▸ **PASSAGE PROVIDED**
Tuesday, November 3, 2009

Repeating Rawls Poorly Isn't Provocative

Will at LOG links to this piece of crap and says the author raises "some provocative questions."

Basic gist of the provocative argument is as follows:
Regardless of whether we receive our intelligence and work ethic via either Nature or Nurture, we still receive them from our parents, whom we didn't choose or earn. Therefore, nobody deserves to earn a lot of money because it all flows from that initial luck.

You know, in short, John Rawls.

The author then goes on to write:
there are still two implications of realizing that everything — even your initial endowments — is a matter of chance, not something you deserve.

The first is that you shouldn’t look down on other people (1) because their parents weren’t as rich as yours, or (2) because they aren’t as smart as you, or even (3) because they don’t work as hard as you. I think most people agree with (1); I think you should agree with (2) and (3), too.

Dataset entries:
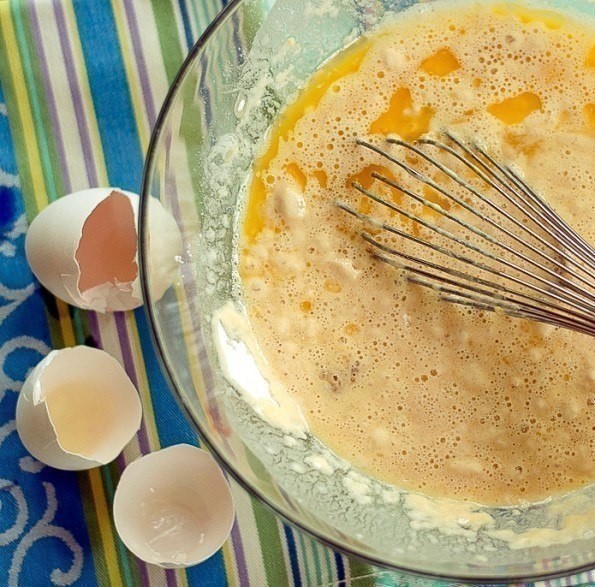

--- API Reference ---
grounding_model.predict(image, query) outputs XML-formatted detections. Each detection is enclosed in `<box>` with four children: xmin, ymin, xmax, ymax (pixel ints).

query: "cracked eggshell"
<box><xmin>114</xmin><ymin>444</ymin><xmax>235</xmax><ymax>568</ymax></box>
<box><xmin>16</xmin><ymin>346</ymin><xmax>142</xmax><ymax>471</ymax></box>
<box><xmin>25</xmin><ymin>188</ymin><xmax>182</xmax><ymax>312</ymax></box>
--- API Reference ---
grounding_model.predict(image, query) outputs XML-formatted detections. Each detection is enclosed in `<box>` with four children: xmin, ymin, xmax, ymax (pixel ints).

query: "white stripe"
<box><xmin>127</xmin><ymin>2</ymin><xmax>169</xmax><ymax>123</ymax></box>
<box><xmin>230</xmin><ymin>479</ymin><xmax>267</xmax><ymax>585</ymax></box>
<box><xmin>36</xmin><ymin>2</ymin><xmax>89</xmax><ymax>191</ymax></box>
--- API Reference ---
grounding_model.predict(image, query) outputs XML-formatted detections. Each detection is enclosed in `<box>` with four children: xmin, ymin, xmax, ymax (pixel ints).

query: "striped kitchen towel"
<box><xmin>0</xmin><ymin>0</ymin><xmax>595</xmax><ymax>587</ymax></box>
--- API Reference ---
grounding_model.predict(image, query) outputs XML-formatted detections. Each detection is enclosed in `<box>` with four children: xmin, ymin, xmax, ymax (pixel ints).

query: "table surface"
<box><xmin>0</xmin><ymin>0</ymin><xmax>595</xmax><ymax>587</ymax></box>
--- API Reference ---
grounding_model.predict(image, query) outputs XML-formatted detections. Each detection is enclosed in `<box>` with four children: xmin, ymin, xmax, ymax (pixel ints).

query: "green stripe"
<box><xmin>77</xmin><ymin>471</ymin><xmax>109</xmax><ymax>577</ymax></box>
<box><xmin>151</xmin><ymin>0</ymin><xmax>184</xmax><ymax>83</ymax></box>
<box><xmin>0</xmin><ymin>2</ymin><xmax>64</xmax><ymax>348</ymax></box>
<box><xmin>295</xmin><ymin>532</ymin><xmax>315</xmax><ymax>585</ymax></box>
<box><xmin>252</xmin><ymin>499</ymin><xmax>287</xmax><ymax>587</ymax></box>
<box><xmin>11</xmin><ymin>0</ymin><xmax>64</xmax><ymax>201</ymax></box>
<box><xmin>0</xmin><ymin>2</ymin><xmax>39</xmax><ymax>222</ymax></box>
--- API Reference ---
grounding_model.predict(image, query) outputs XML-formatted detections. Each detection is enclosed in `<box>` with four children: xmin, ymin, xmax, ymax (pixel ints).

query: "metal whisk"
<box><xmin>337</xmin><ymin>132</ymin><xmax>595</xmax><ymax>336</ymax></box>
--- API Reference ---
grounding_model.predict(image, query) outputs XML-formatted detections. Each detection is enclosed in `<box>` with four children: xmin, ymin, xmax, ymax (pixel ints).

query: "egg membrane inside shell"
<box><xmin>17</xmin><ymin>346</ymin><xmax>142</xmax><ymax>470</ymax></box>
<box><xmin>75</xmin><ymin>190</ymin><xmax>138</xmax><ymax>304</ymax></box>
<box><xmin>114</xmin><ymin>444</ymin><xmax>234</xmax><ymax>568</ymax></box>
<box><xmin>25</xmin><ymin>188</ymin><xmax>183</xmax><ymax>312</ymax></box>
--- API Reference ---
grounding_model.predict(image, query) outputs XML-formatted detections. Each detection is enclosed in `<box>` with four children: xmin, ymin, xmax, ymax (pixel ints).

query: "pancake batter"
<box><xmin>240</xmin><ymin>2</ymin><xmax>595</xmax><ymax>505</ymax></box>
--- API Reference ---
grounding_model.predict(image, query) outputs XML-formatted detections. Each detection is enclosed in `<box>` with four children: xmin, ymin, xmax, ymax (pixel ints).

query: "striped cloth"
<box><xmin>0</xmin><ymin>0</ymin><xmax>595</xmax><ymax>587</ymax></box>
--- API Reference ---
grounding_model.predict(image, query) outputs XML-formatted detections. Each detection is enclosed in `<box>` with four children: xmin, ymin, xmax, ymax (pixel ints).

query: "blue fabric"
<box><xmin>0</xmin><ymin>81</ymin><xmax>95</xmax><ymax>587</ymax></box>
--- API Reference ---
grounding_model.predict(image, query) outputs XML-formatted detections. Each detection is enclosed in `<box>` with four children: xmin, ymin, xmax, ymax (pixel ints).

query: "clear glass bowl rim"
<box><xmin>138</xmin><ymin>0</ymin><xmax>595</xmax><ymax>585</ymax></box>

▸ **WORK INSTRUCTIONS**
Please update the part of the blog post on Rawls that opens with "Basic gist of" and closes with "something you deserve.", writing it out again with "fortune" in place of "luck".

▸ **WRITTEN SOLUTION**
Basic gist of the provocative argument is as follows:
Regardless of whether we receive our intelligence and work ethic via either Nature or Nurture, we still receive them from our parents, whom we didn't choose or earn. Therefore, nobody deserves to earn a lot of money because it all flows from that initial fortune.

You know, in short, John Rawls.

The author then goes on to write:
there are still two implications of realizing that everything — even your initial endowments — is a matter of chance, not something you deserve.